[BEGIN MATERIAL TO PROCESS]

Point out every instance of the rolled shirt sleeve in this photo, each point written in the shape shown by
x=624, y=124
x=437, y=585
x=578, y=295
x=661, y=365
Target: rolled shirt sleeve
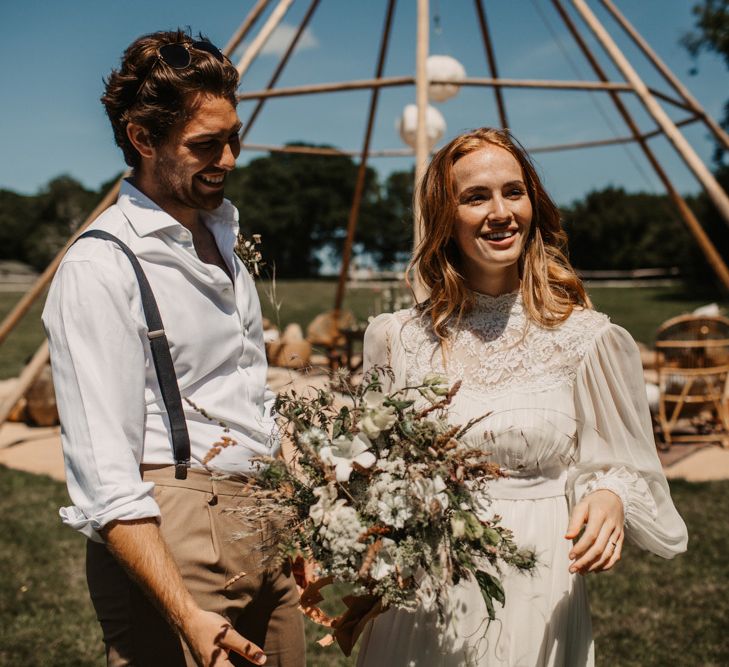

[END MATERIAL TO PROCESS]

◆ **TASK REQUIREMENTS**: Rewrite the listing with "rolled shirt sleeve" changed to "cuffed shirt sleeve" and everything else left as it is. Leave out the picture.

◆ **ANSWER TO THIS PROBLEM**:
Point out every instance of the cuffed shirt sleeve in this photo, each point written in the shape shown by
x=624, y=124
x=437, y=585
x=578, y=295
x=661, y=365
Target: cuffed shirt sleeve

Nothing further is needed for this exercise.